What the task asks >> Put every line of the entries below into a Markdown table with the columns Row and Entry Line, numbering the rows and leaving out blank lines.

A run of entries
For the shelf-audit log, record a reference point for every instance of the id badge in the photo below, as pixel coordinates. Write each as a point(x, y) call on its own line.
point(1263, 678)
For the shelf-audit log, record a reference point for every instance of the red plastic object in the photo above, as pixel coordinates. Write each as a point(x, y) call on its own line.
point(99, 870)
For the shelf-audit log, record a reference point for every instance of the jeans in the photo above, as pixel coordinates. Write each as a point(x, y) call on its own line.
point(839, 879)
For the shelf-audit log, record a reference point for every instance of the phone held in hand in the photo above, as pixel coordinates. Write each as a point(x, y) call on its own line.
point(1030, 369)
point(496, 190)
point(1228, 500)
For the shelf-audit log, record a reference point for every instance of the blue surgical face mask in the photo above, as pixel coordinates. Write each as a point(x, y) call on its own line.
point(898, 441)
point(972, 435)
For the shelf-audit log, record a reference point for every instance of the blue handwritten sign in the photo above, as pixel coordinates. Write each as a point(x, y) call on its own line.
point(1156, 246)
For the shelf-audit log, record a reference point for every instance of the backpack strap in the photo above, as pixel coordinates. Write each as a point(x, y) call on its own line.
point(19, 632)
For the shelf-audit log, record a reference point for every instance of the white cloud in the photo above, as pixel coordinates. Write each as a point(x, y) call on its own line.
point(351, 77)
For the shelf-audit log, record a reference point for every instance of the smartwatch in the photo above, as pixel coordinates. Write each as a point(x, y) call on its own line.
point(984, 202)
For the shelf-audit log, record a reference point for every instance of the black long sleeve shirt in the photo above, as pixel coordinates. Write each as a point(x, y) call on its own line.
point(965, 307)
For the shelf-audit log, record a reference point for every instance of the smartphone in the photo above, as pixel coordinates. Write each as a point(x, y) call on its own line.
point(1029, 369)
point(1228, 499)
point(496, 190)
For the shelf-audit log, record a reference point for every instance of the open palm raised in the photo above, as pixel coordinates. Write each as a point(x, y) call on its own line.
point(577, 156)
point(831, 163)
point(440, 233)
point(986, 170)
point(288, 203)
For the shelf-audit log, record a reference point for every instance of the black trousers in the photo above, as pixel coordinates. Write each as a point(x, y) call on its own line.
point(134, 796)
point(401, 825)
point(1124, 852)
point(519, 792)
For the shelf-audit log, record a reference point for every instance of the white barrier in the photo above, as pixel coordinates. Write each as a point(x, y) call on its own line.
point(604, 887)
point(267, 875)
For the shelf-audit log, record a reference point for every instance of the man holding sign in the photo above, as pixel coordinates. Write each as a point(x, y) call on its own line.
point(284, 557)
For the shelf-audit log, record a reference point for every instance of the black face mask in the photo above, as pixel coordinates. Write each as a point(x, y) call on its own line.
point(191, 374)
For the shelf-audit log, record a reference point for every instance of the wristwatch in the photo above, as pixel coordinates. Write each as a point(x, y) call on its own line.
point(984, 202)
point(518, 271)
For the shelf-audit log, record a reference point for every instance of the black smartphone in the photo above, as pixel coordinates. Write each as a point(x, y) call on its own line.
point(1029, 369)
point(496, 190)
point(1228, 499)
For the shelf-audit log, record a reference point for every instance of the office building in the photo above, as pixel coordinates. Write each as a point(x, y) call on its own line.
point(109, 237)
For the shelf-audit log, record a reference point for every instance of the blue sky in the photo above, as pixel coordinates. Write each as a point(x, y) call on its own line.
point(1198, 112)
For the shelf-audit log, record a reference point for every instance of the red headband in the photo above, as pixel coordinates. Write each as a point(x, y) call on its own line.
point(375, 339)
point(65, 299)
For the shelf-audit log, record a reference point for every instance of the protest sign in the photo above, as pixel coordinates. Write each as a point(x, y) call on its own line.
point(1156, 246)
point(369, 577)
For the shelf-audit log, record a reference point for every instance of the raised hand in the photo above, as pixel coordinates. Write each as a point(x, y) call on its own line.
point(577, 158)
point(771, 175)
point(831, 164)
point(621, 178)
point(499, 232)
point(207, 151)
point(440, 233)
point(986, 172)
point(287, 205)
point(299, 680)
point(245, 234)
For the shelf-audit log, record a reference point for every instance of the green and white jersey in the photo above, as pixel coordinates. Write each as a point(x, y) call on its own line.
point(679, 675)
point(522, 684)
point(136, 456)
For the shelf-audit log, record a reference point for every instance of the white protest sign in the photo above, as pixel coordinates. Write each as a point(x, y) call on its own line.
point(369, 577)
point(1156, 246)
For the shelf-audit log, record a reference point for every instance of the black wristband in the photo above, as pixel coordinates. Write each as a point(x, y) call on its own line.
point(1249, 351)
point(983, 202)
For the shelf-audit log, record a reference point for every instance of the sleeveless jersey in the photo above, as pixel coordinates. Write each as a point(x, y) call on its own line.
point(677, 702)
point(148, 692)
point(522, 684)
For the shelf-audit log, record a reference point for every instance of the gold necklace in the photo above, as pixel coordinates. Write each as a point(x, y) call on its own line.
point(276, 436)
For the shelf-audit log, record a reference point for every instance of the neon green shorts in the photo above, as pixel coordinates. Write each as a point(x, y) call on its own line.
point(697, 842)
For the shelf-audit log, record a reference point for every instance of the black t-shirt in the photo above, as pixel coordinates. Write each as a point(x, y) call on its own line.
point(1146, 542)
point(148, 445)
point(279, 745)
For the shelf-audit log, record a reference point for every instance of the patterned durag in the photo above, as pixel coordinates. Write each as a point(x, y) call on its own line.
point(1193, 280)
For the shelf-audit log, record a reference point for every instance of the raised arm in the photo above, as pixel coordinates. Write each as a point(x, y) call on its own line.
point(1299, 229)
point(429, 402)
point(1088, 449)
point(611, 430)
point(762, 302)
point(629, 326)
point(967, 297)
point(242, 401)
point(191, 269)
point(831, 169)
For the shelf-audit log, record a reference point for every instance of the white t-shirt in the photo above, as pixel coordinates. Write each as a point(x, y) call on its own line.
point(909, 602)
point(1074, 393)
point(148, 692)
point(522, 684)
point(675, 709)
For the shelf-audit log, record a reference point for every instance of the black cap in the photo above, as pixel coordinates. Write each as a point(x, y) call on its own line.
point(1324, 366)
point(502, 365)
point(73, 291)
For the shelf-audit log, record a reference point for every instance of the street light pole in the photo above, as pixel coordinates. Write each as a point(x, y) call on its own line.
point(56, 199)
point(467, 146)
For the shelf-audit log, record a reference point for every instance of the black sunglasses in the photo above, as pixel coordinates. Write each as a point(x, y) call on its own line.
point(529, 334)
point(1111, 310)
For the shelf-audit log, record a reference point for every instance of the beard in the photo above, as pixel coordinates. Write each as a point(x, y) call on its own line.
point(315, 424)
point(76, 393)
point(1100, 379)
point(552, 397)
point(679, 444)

Correct result >>
| Row | Entry Line |
|---|---|
| 1 | For the shelf-audit log, record a reference point for every instance of the id badge in the photo below, as pixel coordinates. Write each as a point(x, y) call on its own line. |
| 2 | point(1263, 678) |
| 3 | For the shelf-audit log, record a reference point for every instance of the red plastic object in the photo above, as pixel coordinates. Write each as a point(x, y) call on its own line. |
| 4 | point(99, 870) |
| 5 | For the shelf-audit log, record a reference point for every instance of the jeans in the photo above, as pixel coordinates. Write each as a point(x, y) call on its own line. |
| 6 | point(839, 879) |
| 7 | For the shelf-audit log, record a reference point for every instance of the phone held in hand in the photo above, as pixel coordinates. Write each as a point(x, y) call on its own line. |
| 8 | point(1030, 369) |
| 9 | point(496, 190) |
| 10 | point(1228, 500) |
| 11 | For the shelf-audit log, record a reference point for every instance of the blue surgical face mask in the photo above, as pixel coordinates. Write each as a point(x, y) call on its own line. |
| 12 | point(898, 441) |
| 13 | point(972, 435) |
| 14 | For the shelf-audit log, record a reference point for every instance of the blue handwritten sign in the photo above, as pixel coordinates. Write each as a point(x, y) call on its own line. |
| 15 | point(1156, 246) |
| 16 | For the shelf-audit log, record a reference point for every instance of the backpack strap in the photo above, as pixel coordinates. Write each as a point(x, y) call on its own line. |
| 17 | point(19, 632) |
| 18 | For the shelf-audit log, record a reference point for every instance of the white cloud in the photo above, as pixel coordinates. Write each as a point(x, y) call on its own line. |
| 19 | point(351, 77) |
| 20 | For the shelf-audit log, record a reference point for every instance of the smartwatch in the photo above, as pixel coordinates. Write each as a point(x, y) call on its own line. |
| 21 | point(984, 202) |
| 22 | For the shelf-audit log, record a reference point for every instance of the black long sleeve shirt in the photo above, as pixel coordinates. Write each as a point(x, y) call on its own line. |
| 23 | point(965, 307) |
| 24 | For the shelf-audit log, record a reference point for every instance of the smartphone in the photo above, as pixel coordinates. Write each as a point(x, y) call on its own line. |
| 25 | point(1029, 369) |
| 26 | point(1228, 499) |
| 27 | point(496, 190) |
| 28 | For the shelf-audit log, record a reference point for every instance of the open palm raised in the photo above, as pixel coordinates. Write each as a point(x, y) call on its own line. |
| 29 | point(577, 156) |
| 30 | point(831, 163) |
| 31 | point(440, 233) |
| 32 | point(986, 170) |
| 33 | point(288, 203) |
| 34 | For the shelf-audit log, record a reference point for every instance of the black trousers in the photo above, as pixel coordinates. Write each as a point(x, y) call on its own line. |
| 35 | point(134, 796) |
| 36 | point(401, 825) |
| 37 | point(1124, 852) |
| 38 | point(519, 792) |
| 39 | For the shelf-audit log, record a reference point for every instance of the white barrier in the photo above, as pixel coordinates. Write each as a point(x, y) call on its own line. |
| 40 | point(604, 887) |
| 41 | point(267, 875) |
| 42 | For the shelf-audit log, record a reference point for every instance of the man holding sign in the photo above, as pixel coordinates. Write each as a point(x, y) call on its own line. |
| 43 | point(284, 557) |
| 44 | For the shelf-audit log, record a reference point for every instance of the black face mask in the photo above, as pixel coordinates. Write each as a point(x, y) call on its own line. |
| 45 | point(191, 374) |
| 46 | For the shelf-audit log, record a reference point for every instance of the wristwatch in the photo above, as pixel coordinates. Write each as a point(x, y) call on its own line. |
| 47 | point(984, 202) |
| 48 | point(518, 271) |
| 49 | For the shelf-audit log, record a reference point for every instance of the black smartphone in the photo above, as pixel coordinates. Write each as a point(x, y) call on its own line. |
| 50 | point(1029, 369) |
| 51 | point(496, 190) |
| 52 | point(1228, 499) |
| 53 | For the shelf-audit log, record a reference point for every instance of the office building in the photo above, as pixel coordinates. Write each as a point(x, y) call on its own line. |
| 54 | point(109, 237) |
| 55 | For the shelf-audit log, record a reference point for every instance of the blue sky in the photo above, as pixel coordinates. Write each as a point(x, y) call on its own line. |
| 56 | point(1198, 112) |
| 57 | For the shelf-audit log, record a reference point for every instance of the red headband in the photo above, as pixel coordinates. Write each as a point(x, y) call on its own line. |
| 58 | point(375, 339) |
| 59 | point(65, 299) |
| 60 | For the shelf-audit log, record a reference point for every instance of the protest sign in the photo above, as pixel coordinates. Write each as a point(x, y) call on its own line. |
| 61 | point(1156, 246) |
| 62 | point(369, 577) |
| 63 | For the shelf-audit log, record a reference point for every instance of the raised hand in the photo above, as pixel coordinates. Write each as a point(x, y) call on its own line. |
| 64 | point(577, 158) |
| 65 | point(771, 175) |
| 66 | point(831, 164) |
| 67 | point(621, 178) |
| 68 | point(499, 232) |
| 69 | point(207, 151) |
| 70 | point(440, 233) |
| 71 | point(986, 172) |
| 72 | point(287, 205) |
| 73 | point(299, 680) |
| 74 | point(245, 234) |
| 75 | For the shelf-audit log, record a reference point for every instance of the green and white jersey in the photo above, as pixel coordinates. Write each as a point(x, y) call on its own line. |
| 76 | point(679, 675) |
| 77 | point(522, 684) |
| 78 | point(136, 456) |
| 79 | For the shelf-audit log, record a reference point for every instance of the white protest sign in the photo above, as pixel coordinates. Write each as a point(x, y) call on its own line. |
| 80 | point(369, 577) |
| 81 | point(1156, 246) |
| 82 | For the shelf-audit log, record a reference point for every instance of the black wristband in the photo above, as pixel coordinates. Write each as a point(x, y) call on its own line. |
| 83 | point(1249, 351) |
| 84 | point(983, 202) |
| 85 | For the shelf-audit log, record a reference point for every instance of the sleeveless jersey in the photo above, as pixel coordinates. Write each as a point(x, y) call on its own line. |
| 86 | point(677, 702) |
| 87 | point(148, 692) |
| 88 | point(522, 684) |
| 89 | For the shelf-audit log, record a reference point for every instance of the gold necklace in the photo above, as pixel coordinates. Write each as a point(x, y) call on its own line. |
| 90 | point(276, 436) |
| 91 | For the shelf-audit log, record a reference point for every instance of the neon green shorts in the photo above, as pixel coordinates. Write each as a point(x, y) call on its own line. |
| 92 | point(697, 842) |
| 93 | For the shelf-audit log, record a reference point for every instance of the black t-shirt in the photo above, as pixel coordinates. Write each as a point(x, y) call on its own line. |
| 94 | point(1146, 542) |
| 95 | point(148, 445) |
| 96 | point(279, 745) |
| 97 | For the shelf-audit log, record a reference point for every instance of the patterned durag in the photo above, as pixel coordinates. Write each as a point(x, y) call on its own line. |
| 98 | point(1193, 280) |
| 99 | For the shelf-audit log, record a reference point for every instance of the raised arm in the photo above, as pixel coordinates. Write each as a point(x, y) call on its own line. |
| 100 | point(1299, 229) |
| 101 | point(429, 402) |
| 102 | point(1088, 449) |
| 103 | point(611, 430) |
| 104 | point(762, 302) |
| 105 | point(629, 326) |
| 106 | point(967, 297) |
| 107 | point(242, 401) |
| 108 | point(191, 269) |
| 109 | point(831, 169) |
| 110 | For the shelf-audit log, record a reference point for every instance of the white t-shirt in the photo above, as pixel coordinates. Write each as a point(x, y) call on its own line. |
| 111 | point(909, 602) |
| 112 | point(1074, 393) |
| 113 | point(148, 692) |
| 114 | point(522, 684) |
| 115 | point(675, 709) |
| 116 | For the shelf-audit log, record a reference point for every instance of the black cap in the photo above, as pixel coordinates. Write each as a point(x, y) call on its own line. |
| 117 | point(1324, 366) |
| 118 | point(502, 365) |
| 119 | point(73, 291) |
| 120 | For the shelf-audit log, record a reference point for every instance of the street light pole in the photo above, as pixel coordinates. Write each as a point(x, y) call on its own line. |
| 121 | point(56, 199) |
| 122 | point(467, 146) |
| 123 | For the shelf-audit log, record a reference point for every instance of the black sunglasses in the photo above, as pixel coordinates. Write each as a point(x, y) call on its own line. |
| 124 | point(529, 334) |
| 125 | point(1111, 310) |
| 126 | For the shelf-audit log, record a reference point for every instance of the beard in the photo above, as pixel coordinates. Write each as a point(x, y) call on its own line. |
| 127 | point(315, 424) |
| 128 | point(76, 393) |
| 129 | point(1100, 379) |
| 130 | point(552, 397) |
| 131 | point(679, 444) |